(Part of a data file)
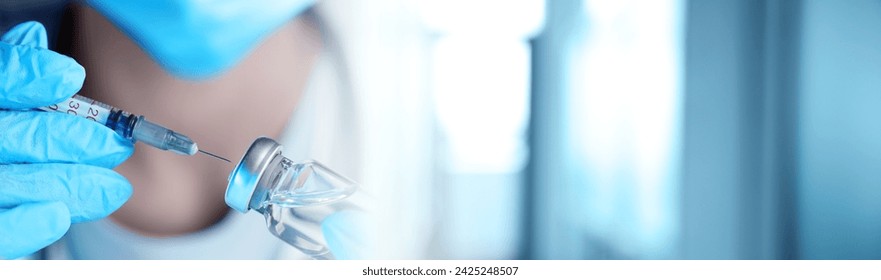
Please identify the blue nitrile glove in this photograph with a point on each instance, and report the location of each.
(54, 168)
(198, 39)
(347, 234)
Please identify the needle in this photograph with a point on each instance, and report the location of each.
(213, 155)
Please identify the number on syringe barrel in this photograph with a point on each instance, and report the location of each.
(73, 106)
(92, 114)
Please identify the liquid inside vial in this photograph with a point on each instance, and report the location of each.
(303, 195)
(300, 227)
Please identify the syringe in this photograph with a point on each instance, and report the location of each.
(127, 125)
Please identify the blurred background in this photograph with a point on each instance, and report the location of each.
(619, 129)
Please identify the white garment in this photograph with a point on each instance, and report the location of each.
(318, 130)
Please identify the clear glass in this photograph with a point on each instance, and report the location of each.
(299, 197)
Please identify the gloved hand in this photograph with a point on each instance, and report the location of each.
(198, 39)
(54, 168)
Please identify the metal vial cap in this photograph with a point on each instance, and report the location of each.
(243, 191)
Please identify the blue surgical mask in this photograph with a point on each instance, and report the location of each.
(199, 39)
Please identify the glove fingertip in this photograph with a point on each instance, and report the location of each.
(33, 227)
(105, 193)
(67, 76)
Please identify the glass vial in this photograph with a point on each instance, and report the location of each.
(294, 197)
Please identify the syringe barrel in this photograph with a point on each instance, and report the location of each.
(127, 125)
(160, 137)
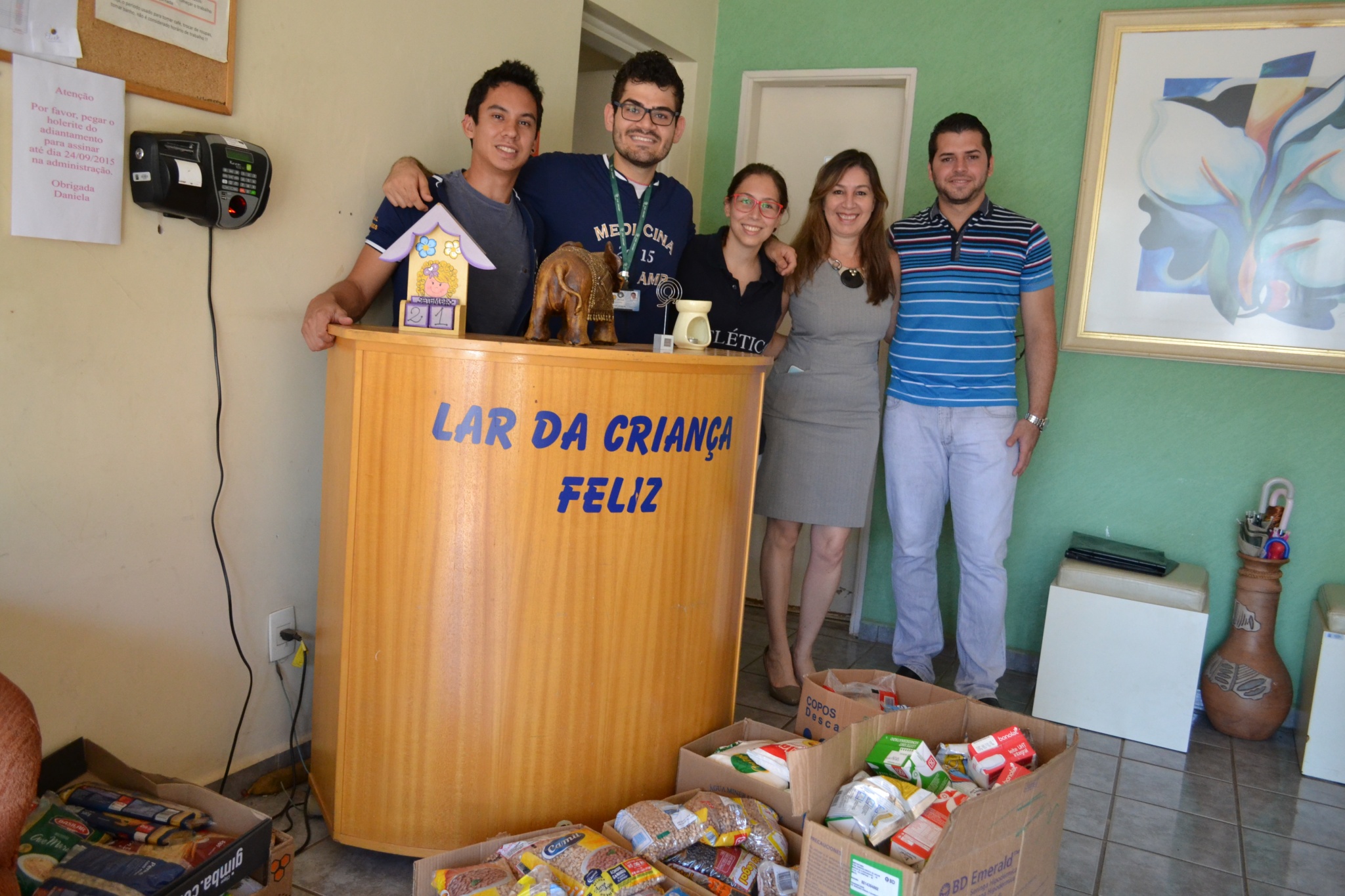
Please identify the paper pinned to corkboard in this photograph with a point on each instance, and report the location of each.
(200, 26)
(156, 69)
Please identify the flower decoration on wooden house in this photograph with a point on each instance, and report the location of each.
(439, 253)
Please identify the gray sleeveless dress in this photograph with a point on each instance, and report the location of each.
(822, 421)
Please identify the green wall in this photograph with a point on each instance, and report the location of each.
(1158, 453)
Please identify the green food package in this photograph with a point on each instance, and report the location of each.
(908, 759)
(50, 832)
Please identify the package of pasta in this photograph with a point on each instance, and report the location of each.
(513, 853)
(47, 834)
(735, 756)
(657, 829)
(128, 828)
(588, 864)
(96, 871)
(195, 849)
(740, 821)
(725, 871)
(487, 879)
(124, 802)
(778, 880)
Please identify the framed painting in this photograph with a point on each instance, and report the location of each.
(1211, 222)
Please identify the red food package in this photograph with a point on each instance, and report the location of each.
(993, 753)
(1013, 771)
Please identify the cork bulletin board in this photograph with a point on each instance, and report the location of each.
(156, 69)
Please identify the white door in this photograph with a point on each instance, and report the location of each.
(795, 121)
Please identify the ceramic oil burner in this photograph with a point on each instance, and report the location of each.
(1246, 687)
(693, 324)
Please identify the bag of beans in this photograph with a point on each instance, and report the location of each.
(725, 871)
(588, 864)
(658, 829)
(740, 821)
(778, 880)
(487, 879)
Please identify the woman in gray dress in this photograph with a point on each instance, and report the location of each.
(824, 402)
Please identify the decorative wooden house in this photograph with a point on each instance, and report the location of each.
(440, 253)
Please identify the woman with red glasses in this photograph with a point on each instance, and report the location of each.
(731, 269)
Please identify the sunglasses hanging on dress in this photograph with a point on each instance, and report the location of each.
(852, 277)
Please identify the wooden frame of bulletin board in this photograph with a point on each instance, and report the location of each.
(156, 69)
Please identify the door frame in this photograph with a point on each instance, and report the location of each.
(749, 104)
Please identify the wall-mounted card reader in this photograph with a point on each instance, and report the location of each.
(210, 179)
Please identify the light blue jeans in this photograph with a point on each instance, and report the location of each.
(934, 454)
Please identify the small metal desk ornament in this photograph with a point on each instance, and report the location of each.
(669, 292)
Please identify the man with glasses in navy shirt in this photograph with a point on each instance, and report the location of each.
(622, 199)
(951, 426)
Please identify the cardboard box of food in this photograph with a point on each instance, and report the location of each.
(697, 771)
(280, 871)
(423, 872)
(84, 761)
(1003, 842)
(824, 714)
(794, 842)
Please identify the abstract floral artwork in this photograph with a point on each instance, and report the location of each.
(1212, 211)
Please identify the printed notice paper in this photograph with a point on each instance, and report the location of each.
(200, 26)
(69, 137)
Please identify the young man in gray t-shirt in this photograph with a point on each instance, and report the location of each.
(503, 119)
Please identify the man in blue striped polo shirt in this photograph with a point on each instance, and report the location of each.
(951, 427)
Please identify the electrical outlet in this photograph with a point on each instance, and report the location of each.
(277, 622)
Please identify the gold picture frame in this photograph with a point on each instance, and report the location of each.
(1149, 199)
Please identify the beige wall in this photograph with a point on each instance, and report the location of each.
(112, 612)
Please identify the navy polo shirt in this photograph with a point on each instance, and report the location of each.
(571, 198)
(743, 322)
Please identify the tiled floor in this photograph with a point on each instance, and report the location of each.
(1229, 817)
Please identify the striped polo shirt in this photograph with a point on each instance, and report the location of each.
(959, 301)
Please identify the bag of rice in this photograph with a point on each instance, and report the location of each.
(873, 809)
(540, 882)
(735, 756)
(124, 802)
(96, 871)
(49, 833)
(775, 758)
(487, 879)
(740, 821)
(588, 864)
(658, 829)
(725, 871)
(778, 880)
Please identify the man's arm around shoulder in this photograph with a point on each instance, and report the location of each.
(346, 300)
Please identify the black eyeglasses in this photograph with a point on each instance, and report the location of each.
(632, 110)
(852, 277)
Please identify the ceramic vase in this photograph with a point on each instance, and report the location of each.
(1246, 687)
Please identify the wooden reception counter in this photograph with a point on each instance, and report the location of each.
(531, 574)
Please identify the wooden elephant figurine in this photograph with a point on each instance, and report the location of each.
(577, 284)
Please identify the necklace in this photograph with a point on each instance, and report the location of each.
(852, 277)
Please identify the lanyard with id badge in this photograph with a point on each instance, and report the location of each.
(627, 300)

---

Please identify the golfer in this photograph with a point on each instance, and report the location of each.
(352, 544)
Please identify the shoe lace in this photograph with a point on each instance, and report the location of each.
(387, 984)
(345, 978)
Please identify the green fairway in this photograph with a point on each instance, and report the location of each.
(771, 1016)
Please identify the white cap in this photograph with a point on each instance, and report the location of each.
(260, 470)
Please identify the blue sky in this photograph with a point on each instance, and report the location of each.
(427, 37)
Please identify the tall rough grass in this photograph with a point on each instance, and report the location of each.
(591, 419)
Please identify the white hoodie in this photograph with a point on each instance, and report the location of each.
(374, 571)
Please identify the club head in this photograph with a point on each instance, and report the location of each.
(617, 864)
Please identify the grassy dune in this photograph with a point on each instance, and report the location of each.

__The problem__
Count the lines in the records above that contain the string "house", treating case as significant. Give only the number.

__Full solution__
2